- THE RECORDS -
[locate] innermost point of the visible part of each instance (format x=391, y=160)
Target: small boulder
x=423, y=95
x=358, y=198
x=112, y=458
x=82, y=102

- TASK INSTRUCTIONS -
Copy every line of the listing above verbatim, with no changes.

- FULL RESPONSE -
[locate] innermost point of the visible part of each instance (format x=391, y=160)
Target: small boulder
x=423, y=95
x=358, y=198
x=112, y=458
x=82, y=102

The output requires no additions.